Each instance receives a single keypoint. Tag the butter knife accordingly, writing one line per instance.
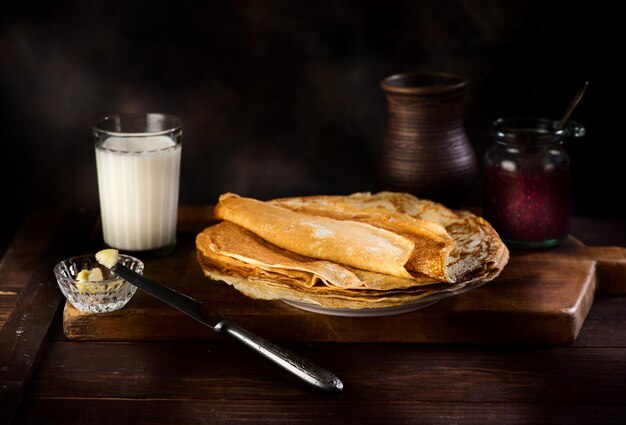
(302, 368)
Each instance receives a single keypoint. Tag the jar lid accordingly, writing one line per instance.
(524, 130)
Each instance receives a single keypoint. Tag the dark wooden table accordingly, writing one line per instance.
(45, 378)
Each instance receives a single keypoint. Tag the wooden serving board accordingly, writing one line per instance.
(541, 297)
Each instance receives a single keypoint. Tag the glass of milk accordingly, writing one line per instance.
(138, 163)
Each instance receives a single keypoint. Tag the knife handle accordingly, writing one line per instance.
(288, 360)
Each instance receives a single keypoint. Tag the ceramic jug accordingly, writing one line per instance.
(426, 151)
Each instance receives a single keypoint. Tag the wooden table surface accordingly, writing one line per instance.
(45, 378)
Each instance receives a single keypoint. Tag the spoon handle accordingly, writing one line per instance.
(302, 368)
(573, 104)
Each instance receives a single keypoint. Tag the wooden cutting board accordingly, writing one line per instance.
(541, 297)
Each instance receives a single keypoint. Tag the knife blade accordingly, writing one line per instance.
(300, 367)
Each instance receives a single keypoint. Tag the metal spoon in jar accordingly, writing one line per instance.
(573, 104)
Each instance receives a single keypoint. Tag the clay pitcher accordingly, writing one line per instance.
(426, 151)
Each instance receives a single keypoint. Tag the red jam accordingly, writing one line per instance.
(528, 206)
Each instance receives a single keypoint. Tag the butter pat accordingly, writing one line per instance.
(107, 257)
(83, 276)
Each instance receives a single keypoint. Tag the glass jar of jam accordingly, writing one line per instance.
(527, 181)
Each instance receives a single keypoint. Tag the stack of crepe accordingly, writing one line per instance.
(358, 251)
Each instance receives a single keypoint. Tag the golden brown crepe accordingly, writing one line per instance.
(372, 242)
(284, 249)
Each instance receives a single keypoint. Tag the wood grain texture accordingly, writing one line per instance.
(24, 331)
(541, 297)
(219, 381)
(406, 373)
(217, 411)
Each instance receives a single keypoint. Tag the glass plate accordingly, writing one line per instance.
(428, 300)
(360, 312)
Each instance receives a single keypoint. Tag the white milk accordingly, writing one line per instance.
(138, 184)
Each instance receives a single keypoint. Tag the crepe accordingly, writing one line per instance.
(394, 245)
(245, 252)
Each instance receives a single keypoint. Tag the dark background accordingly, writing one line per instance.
(282, 97)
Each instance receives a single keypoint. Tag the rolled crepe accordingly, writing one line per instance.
(259, 269)
(376, 243)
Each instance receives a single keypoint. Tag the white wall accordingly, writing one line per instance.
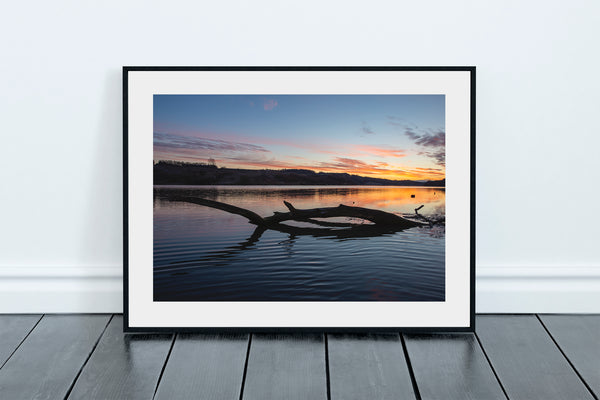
(538, 99)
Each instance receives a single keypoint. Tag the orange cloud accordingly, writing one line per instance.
(381, 151)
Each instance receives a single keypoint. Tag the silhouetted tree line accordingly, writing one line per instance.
(185, 173)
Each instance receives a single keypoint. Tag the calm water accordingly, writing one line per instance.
(204, 254)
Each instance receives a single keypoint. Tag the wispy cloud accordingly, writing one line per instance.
(432, 142)
(269, 104)
(366, 129)
(381, 151)
(170, 141)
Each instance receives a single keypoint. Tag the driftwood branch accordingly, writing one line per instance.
(252, 216)
(378, 217)
(383, 222)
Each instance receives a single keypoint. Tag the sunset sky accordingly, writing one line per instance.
(382, 136)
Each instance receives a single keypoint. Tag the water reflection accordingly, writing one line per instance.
(204, 254)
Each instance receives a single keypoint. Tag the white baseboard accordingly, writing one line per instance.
(498, 290)
(51, 289)
(519, 290)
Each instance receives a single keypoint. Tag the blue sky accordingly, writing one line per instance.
(388, 136)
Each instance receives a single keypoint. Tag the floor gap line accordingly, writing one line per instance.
(162, 371)
(246, 366)
(21, 342)
(566, 358)
(327, 373)
(87, 358)
(411, 372)
(490, 364)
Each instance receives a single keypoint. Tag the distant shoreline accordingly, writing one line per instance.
(178, 173)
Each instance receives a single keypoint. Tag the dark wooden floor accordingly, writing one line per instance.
(510, 356)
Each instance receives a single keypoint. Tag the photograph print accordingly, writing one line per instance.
(299, 197)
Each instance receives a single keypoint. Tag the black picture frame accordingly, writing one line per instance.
(129, 327)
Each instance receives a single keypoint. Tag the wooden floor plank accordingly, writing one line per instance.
(368, 367)
(13, 329)
(46, 364)
(286, 367)
(123, 366)
(579, 338)
(451, 367)
(205, 367)
(526, 360)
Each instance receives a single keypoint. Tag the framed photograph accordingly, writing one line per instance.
(299, 198)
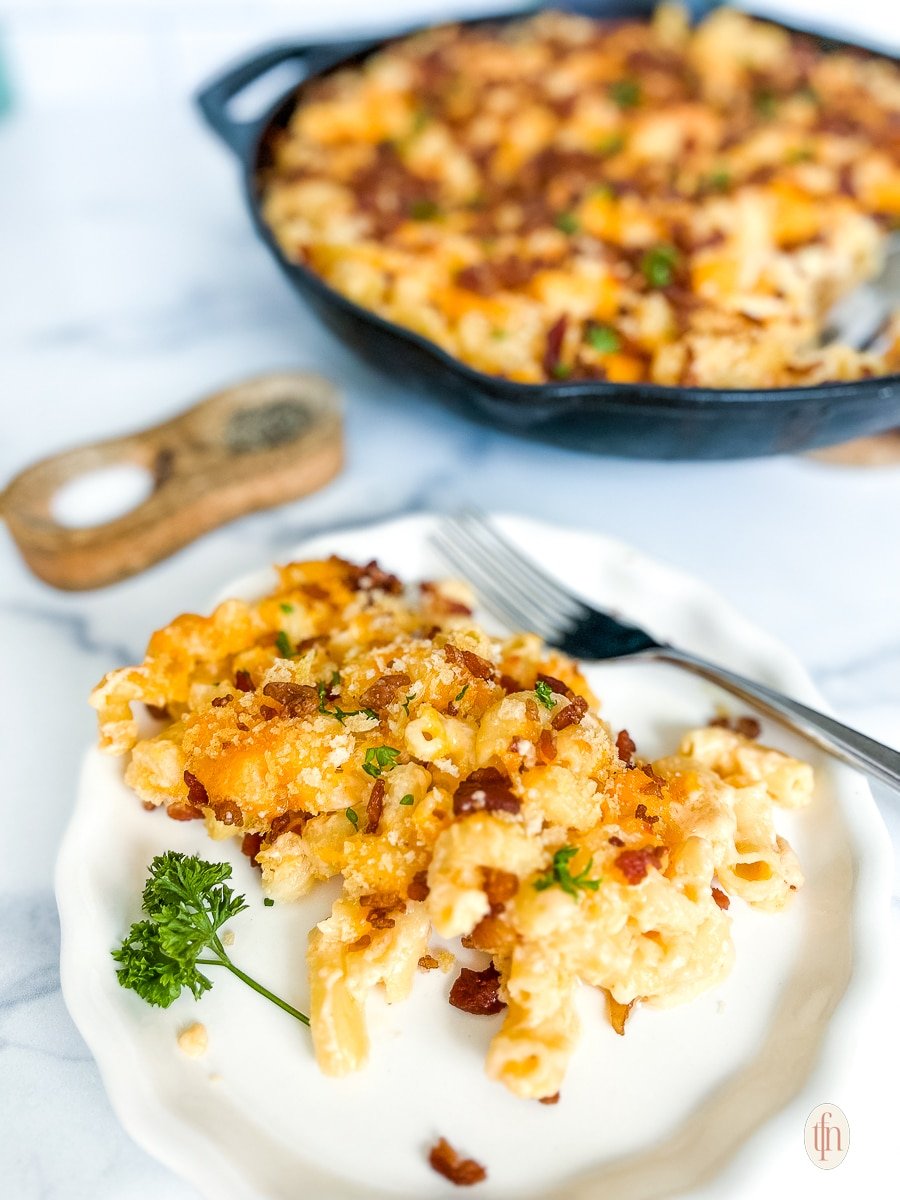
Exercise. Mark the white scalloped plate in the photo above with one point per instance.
(657, 1113)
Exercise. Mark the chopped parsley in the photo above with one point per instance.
(378, 760)
(559, 874)
(658, 265)
(603, 339)
(186, 901)
(568, 222)
(625, 93)
(424, 210)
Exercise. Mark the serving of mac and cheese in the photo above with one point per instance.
(462, 786)
(561, 198)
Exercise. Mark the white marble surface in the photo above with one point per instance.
(130, 282)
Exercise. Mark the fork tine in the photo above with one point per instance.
(527, 573)
(499, 601)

══════════════════════════════

■ **Exercise directions**: Word-for-word output of the material above is needed, with the pictures left out.

■ **Your solution**:
Each instance receives a single keypoint. Tag the butter knife accordingly, writing one line per instance.
(302, 368)
Each instance receives a single keypoint. Tag the jar lid accordingly, writing one line per instance.
(524, 130)
Each instance receives a single keypoint. Tag the dark wooden table accordingly, writing one line per instance.
(45, 378)
Each instance receives a single keypoint. Tag the wooden serving board accordingly, writing one line per instance.
(541, 297)
Each instance receives a single keypoint. Tag the glass of milk accordingly, writing one line per instance.
(138, 163)
Each instance receives a single keypoint. Tag the knife handle accordingly, writing one line per instance.
(288, 360)
Each instance receives a single keypoint. Tag the ceramic jug accordingly, writing one line per instance.
(426, 151)
Each instance receives a single keypoint. Tag the wooden table surface accordingly, writing one line per instance.
(45, 378)
Each instance receives a single keypoint. Tag the spoon handle accordingly, writing one line per instance.
(302, 368)
(573, 104)
Each instance receives a single keypoint. Tag the wooden cutting board accordingly, writing one line per instance.
(541, 297)
Each instance receives a single keypoint. Tag the knife blade accordingly, writing one line per instance.
(300, 367)
Each instance receives a single keypoint. Tag the metal spoon in jar accordingly, writing one line per instance.
(573, 104)
Each instance receives a single keypoint. Tag the clay pitcher accordingly, writing one line per instance.
(426, 151)
Each instance receives a single keypoint. Tag the red jam accordingly, writing one line per instance.
(528, 206)
Each instance receives a single keypoint. Tag the butter pat accordingly, writing one line per instance.
(107, 257)
(83, 276)
Each instance receives a single keypoint. Tag the glass jar of jam accordingly, writing one line per instance.
(527, 181)
Each instance receives a single keypoint. Tag the stack of crepe accordingly, writing one line per instance.
(358, 251)
Each instance receives a single keypoint. Tag the golden brown crepe accordingly, writing one line per instance.
(372, 242)
(284, 249)
Each instance receives a single keypoint. Tag the wood grain texture accordingly, writing one line per instance.
(24, 331)
(541, 297)
(219, 381)
(406, 373)
(217, 411)
Each instance receives a single keypoint. Tag the glass plate accordingly, writing one line per instance.
(428, 300)
(360, 312)
Each instance receives a single keypoint. Tag the white milk accordingly, writing one line per instance.
(138, 184)
Each instance receives a single keypoint. Tag the crepe accordingly, writing one line per instance.
(394, 245)
(245, 252)
Each instance receives a single keypoint. Tag the dark background accordingly, writing one line per instance.
(282, 97)
Each instance receives a single keypoint. Tag the rolled crepe accordingly, writing one line per instance.
(259, 269)
(376, 243)
Each instance receives a single keypoint. Tag the white wall accordingly, writing one line per instance.
(538, 99)
Each instance receives a single keypoint. Tag the orange cloud accordingly, writing one line per instance.
(381, 151)
Each instance receives a single keypoint. Tag the silhouetted tree line accordingly, writing one line per instance.
(185, 173)
Each instance receives a single keypoint. Tag the calm water accordingly, writing one line per instance.
(204, 254)
Each instance receives a single keypoint. Tag the wispy cloud accordingly, writing one line per instance.
(432, 142)
(269, 104)
(366, 129)
(381, 151)
(170, 141)
Each instance receives a single keypoint. Tag the driftwood branch accordingly, writing one line per instance.
(252, 216)
(378, 217)
(383, 222)
Each instance receives a single keypoint. Tag the sunset sky accordingly, writing one line per instance.
(382, 136)
Each instance receives a single keypoint. Tag the water reflection accordingly, writing one line per instance.
(204, 254)
Each instance receives a single keypoint. Tag the white baseboard accordingly, writing one line per instance.
(498, 290)
(51, 289)
(519, 290)
Each instance receives a single keypoint. Tag the blue sky accordingly, writing one line per instance.
(388, 136)
Each instance receives a single keypoint. Tag the floor gap line accordingly, writing one line per instance.
(162, 371)
(246, 366)
(21, 342)
(566, 358)
(327, 373)
(87, 358)
(411, 372)
(490, 364)
Each instance receives a single keypoint. Tag the distant shoreline accordingly, writing one line per instance.
(178, 173)
Each instance receives a single keypoint. Tag the dark wooden floor accordingly, writing one line per instance.
(510, 356)
Each instance receives a single keypoint. Tag the photograph print accordingly, writing one line per instance.
(299, 197)
Each instance receives a single keypoint. Tag the black picture frame accordingly, writing one line per instance.
(129, 327)
Each instance receives a single keypoint. Tag the wooden floor plank accordingly, writing one line per instance.
(368, 367)
(13, 329)
(46, 364)
(286, 367)
(123, 366)
(579, 338)
(451, 367)
(205, 367)
(526, 360)
Each instance receives a single keypoint. Tag the framed photograph accordingly, writing one line per instance.
(299, 198)
Exercise. Mark the white scalloped plate in the photo above with one point per instance.
(657, 1113)
Exercise. Mark the chopped parsley in the photo above with one point per instance.
(378, 760)
(559, 874)
(658, 265)
(603, 339)
(186, 901)
(568, 222)
(625, 93)
(424, 210)
Exercise. Mark the serving of mac and cheese in the photo above with one point per instance.
(462, 786)
(561, 198)
Exercise. Mark the white marble surface in the photo above with one point per instance.
(130, 282)
Exercise. Mark the fork tine in the photo above with one point per instance.
(527, 573)
(499, 601)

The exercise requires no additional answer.